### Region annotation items
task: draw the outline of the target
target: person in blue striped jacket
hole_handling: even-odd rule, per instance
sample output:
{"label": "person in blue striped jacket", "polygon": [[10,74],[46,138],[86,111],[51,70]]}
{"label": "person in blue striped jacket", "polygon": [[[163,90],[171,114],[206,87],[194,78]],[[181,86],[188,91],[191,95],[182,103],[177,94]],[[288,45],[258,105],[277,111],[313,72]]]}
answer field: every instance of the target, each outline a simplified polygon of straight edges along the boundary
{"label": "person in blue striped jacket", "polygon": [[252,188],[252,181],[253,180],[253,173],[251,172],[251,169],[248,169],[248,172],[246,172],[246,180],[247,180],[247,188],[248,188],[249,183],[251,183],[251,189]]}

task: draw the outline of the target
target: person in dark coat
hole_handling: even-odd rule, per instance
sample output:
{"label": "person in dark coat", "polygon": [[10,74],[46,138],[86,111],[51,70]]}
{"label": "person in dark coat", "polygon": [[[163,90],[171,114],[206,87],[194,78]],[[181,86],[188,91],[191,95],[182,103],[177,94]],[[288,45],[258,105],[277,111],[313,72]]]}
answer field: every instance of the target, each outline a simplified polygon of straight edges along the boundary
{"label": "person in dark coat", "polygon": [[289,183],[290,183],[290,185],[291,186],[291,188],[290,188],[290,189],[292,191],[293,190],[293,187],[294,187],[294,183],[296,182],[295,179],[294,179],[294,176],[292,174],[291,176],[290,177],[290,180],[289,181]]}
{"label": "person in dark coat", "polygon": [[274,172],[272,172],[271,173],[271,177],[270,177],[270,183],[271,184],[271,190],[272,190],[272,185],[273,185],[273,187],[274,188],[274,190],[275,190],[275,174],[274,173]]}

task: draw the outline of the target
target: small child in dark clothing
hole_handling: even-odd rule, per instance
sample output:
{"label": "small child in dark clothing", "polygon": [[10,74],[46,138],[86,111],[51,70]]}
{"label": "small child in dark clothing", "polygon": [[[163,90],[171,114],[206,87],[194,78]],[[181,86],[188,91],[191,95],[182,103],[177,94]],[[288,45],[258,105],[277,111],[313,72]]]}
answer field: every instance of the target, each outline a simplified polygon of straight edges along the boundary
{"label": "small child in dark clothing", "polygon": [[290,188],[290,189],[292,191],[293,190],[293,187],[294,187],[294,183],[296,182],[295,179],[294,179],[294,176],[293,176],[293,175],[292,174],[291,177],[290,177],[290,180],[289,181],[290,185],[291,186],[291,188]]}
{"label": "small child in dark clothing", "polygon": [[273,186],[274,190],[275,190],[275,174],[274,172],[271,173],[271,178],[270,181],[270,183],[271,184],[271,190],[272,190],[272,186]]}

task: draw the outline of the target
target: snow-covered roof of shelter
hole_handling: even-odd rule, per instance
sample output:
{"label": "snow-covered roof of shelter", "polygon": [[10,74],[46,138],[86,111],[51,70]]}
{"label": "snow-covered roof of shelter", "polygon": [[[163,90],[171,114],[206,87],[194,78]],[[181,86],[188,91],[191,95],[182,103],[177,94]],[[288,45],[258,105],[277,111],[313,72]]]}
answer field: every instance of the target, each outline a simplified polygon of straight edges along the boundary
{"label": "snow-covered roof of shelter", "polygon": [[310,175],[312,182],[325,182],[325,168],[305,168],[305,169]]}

### Exercise brief
Extract all the material, leaving every line as it is.

### Solution for this problem
task: draw the outline of the target
target: person in blue striped jacket
hole_handling: even-odd rule, per instance
sample output:
{"label": "person in blue striped jacket", "polygon": [[10,74],[46,138],[86,111],[51,70]]}
{"label": "person in blue striped jacket", "polygon": [[[163,90],[171,114],[206,87],[194,78]],[[181,86],[188,91],[191,95],[182,103],[177,94]],[[288,45],[258,105],[277,111],[313,72]]]}
answer field: every instance of the target, each outline a simplified polygon of straight edges along the boundary
{"label": "person in blue striped jacket", "polygon": [[252,188],[252,181],[253,180],[253,173],[251,172],[251,169],[248,169],[248,172],[246,172],[246,180],[247,180],[247,188],[248,188],[249,183],[251,183],[251,189]]}

task: draw the outline of the target
target: person in dark coat
hole_handling: even-odd rule, per instance
sample output:
{"label": "person in dark coat", "polygon": [[10,74],[46,138],[86,111],[51,70]]}
{"label": "person in dark coat", "polygon": [[[163,90],[171,114],[206,87],[194,78]],[[181,86],[188,91],[191,95],[182,103],[177,94]],[[288,45],[258,105],[277,111],[313,72]]]}
answer field: every instance of the target, each outline a simplified polygon of straight edges along the boundary
{"label": "person in dark coat", "polygon": [[289,183],[290,183],[290,185],[291,186],[291,188],[290,188],[290,189],[292,191],[293,190],[293,187],[294,187],[294,183],[296,182],[295,179],[294,179],[294,176],[292,174],[291,176],[290,177],[290,180],[289,181]]}
{"label": "person in dark coat", "polygon": [[274,172],[272,172],[271,173],[271,177],[270,177],[270,183],[271,184],[271,190],[272,190],[272,185],[273,185],[273,187],[274,188],[274,190],[275,190],[275,174],[274,173]]}

task: draw the outline of the target
target: small child in dark clothing
hole_handling: even-odd rule, per instance
sample output:
{"label": "small child in dark clothing", "polygon": [[10,74],[46,138],[86,111],[51,70]]}
{"label": "small child in dark clothing", "polygon": [[[163,90],[171,114],[206,87],[194,78]],[[181,86],[188,91],[191,95],[182,103],[177,94]],[[288,45],[258,105],[277,111],[313,72]]]}
answer field: every instance of the target, each outline a simplified polygon of straight edges along the boundary
{"label": "small child in dark clothing", "polygon": [[290,188],[290,189],[292,191],[293,190],[293,187],[294,187],[294,183],[296,182],[295,179],[294,179],[294,176],[293,176],[293,175],[292,174],[291,177],[290,177],[290,180],[289,181],[290,185],[291,186],[291,188]]}
{"label": "small child in dark clothing", "polygon": [[273,186],[274,190],[275,190],[275,174],[274,172],[271,173],[271,178],[270,181],[270,183],[271,184],[271,190],[272,190],[272,186]]}

task: draw the outline of the target
target: snow-covered roof of shelter
hole_handling: even-odd rule, per instance
sample output:
{"label": "snow-covered roof of shelter", "polygon": [[10,74],[46,138],[86,111],[51,70]]}
{"label": "snow-covered roof of shelter", "polygon": [[[163,90],[171,114],[206,87],[194,78]],[[181,86],[188,91],[191,95],[182,103],[177,94]],[[288,45],[258,105],[277,111],[313,72]]]}
answer field: every instance of the target, each outline a simplified polygon of straight edges along the boundary
{"label": "snow-covered roof of shelter", "polygon": [[310,175],[312,182],[325,182],[325,168],[305,168],[305,169]]}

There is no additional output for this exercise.